**Stated problem A**
Filter the listing below and copy out each line that contains the string "banana".

**Page extract**
3. Signal-Noise Decomposition + Energy Budget Lower Bound: Translating "2D Compression" into Energy Allocation

This point supports both the analyzability of the upper bound and the tightness of the lower bound. The difficulty in the upper bound is dealing with tail eigenvalues \(\lambda_2 > 0\). The GROUSE family is easy to analyze because it assumes \(\lambda_2 = 0\), causing cross-terms to cancel; however, real data is noisy and these terms cannot be ignored. Ours uses the Isserlis theorem (Gaussian fourth moments) and Cauchy-Schwarz to bound the coupling term \(\mathbb{E}[gh \mid c, z] = u^\top \Sigma b\) by \(\sqrt{(u^\top \Sigma u)(b^\top \Sigma b)}\), where squared terms contribute \(2 a^2 b^2\) (with \(a^2 = \Delta c^2 + \lambda_2\) and \(b^2 = \Delta z^2 + \lambda_2\)). Jensen's inequality and monotonicity are then used to bypass adaptive coupling from matrix concentration, allowing the variance of the recurrence to close. On the lower bound side, Assouad’s lemma is paired with a measurement energy budget argument: 2 unit-norm measurements per step for \(t\) steps yield a total energy of \(2t\). When spread across \(d-1\) coordinates, each coordinate receives only \(O(t/d)\) energy, corresponding to a per-coordinate error of \(O(d/t)\). Summing these gives \(\Theta(d^2/t)\). Thus, the lower bound (Theorem 4.2) \(\inf_{\hat{u}} \sup_P \mathbb{E}[1 - (\bar{u}^\top \hat{u}_t)^2] \geq \Omega(\lambda_1 \lambda_2 d^2 / (\Delta^2 t))\) tightly matches the upper bound. Comparing the three schemes makes the "cost of compression" clear: full observation is \(\Theta(d/t)\), adaptive compression is \(\Theta(d^2/t)\), and non-adaptive compression is \(\Omega(d^3/t)\). Compression costs an extra factor of \(d\) compared to full observation, but adaptivity recovers a factor of \(d\) over non-adaptive sensing.

Key Experimental Results¶

Main Results¶

Dimension \(d\)	Adaptive Iterations	Non-adaptive Iterations	Speedup
16	\(3.8 \times 10^4\)	\(1.6 \times 10^5\)	4.2×
32	\(1.9 \times 10^5\)	\(1.3 \times 10^6\)	7.1×
64	\(8.4 \times 10^5\)	\(1.2 \times 10^7\)	14×

Median iterations required to reach a target error of \(10^{-2}\) (20 trials, \(\eta = 0.01/d\)).

[Stored data entries]
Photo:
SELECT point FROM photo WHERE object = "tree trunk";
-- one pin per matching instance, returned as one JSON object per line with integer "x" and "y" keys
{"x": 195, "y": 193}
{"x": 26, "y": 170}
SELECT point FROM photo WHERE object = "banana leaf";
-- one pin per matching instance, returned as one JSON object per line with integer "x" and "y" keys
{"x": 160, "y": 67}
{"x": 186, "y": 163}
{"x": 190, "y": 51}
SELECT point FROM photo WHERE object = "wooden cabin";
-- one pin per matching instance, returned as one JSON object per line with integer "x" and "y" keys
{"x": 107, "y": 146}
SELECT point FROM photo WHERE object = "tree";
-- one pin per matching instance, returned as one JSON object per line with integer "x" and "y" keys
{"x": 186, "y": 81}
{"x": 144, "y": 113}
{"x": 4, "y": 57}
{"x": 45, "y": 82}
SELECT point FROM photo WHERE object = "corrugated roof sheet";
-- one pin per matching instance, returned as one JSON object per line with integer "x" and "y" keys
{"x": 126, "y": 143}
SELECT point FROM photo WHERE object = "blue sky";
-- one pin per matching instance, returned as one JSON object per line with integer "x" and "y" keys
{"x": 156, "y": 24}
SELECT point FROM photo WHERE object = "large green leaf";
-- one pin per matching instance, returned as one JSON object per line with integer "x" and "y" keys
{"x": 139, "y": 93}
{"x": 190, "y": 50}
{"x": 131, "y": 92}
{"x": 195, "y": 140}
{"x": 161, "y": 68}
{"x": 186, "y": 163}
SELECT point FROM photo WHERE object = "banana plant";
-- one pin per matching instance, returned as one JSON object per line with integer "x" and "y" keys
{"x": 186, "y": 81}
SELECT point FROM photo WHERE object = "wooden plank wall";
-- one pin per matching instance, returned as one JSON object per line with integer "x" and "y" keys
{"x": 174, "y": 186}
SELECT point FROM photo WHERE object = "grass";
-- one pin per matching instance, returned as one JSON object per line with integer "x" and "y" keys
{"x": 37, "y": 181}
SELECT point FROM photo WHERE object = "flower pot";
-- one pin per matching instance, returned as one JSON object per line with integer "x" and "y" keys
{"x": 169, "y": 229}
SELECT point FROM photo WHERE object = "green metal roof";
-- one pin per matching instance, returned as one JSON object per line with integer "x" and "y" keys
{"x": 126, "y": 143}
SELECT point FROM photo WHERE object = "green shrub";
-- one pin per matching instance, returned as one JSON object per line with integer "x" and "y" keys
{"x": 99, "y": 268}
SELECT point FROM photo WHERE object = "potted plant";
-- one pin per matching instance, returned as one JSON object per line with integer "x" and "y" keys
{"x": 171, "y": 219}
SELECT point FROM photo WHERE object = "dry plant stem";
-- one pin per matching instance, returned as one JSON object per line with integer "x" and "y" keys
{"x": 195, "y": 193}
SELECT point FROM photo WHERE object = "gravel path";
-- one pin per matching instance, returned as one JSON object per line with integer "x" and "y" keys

**Stated problem B**
Take the excerpt above on signal-noise decomposition and the energy budget lower bound further, picking up right after its last line.

**Expected answer A**
SELECT point FROM photo WHERE object = "banana leaf";
SELECT point FROM photo WHERE object = "banana plant";

**Expected answer B**
Dimension Scaling¶

Dimension \(d\)	Iterations	\(t_d / t_{d/2}\)
16	35,500	—
32	172,750	4.87
64	879,190	5.09
128	4,091,830	4.65
256	17,950,000	4.39
512	68,500,000	3.82
1024	284,650,000	4.15

The ratios between adjacent dimensions are between 3.8–5.1, consistent with the theoretical \(d^2\) (expected ratio of 4). The fitted exponent is 2.16, slightly exceeding 2 due to the \(O(d)\) term in \(S\) and the \(\log d\) warm-up contributions.

Key Findings¶

The adaptive speedup factor grows with dimension (4× → 14×), quantifying the advantage of adaptive directions having much higher overlap than fixed directions.
The upper and lower bounds differ only by a constant factor (~10⁴), showing a tight match.
In a non-stationary setting where the optimal point moves at speed \(V\), the optimal step-size \(\eta^* = \sqrt{V/S}\) yields a steady-state error of \(V + \sqrt{V S}\), verifying generalization to non-stationary data.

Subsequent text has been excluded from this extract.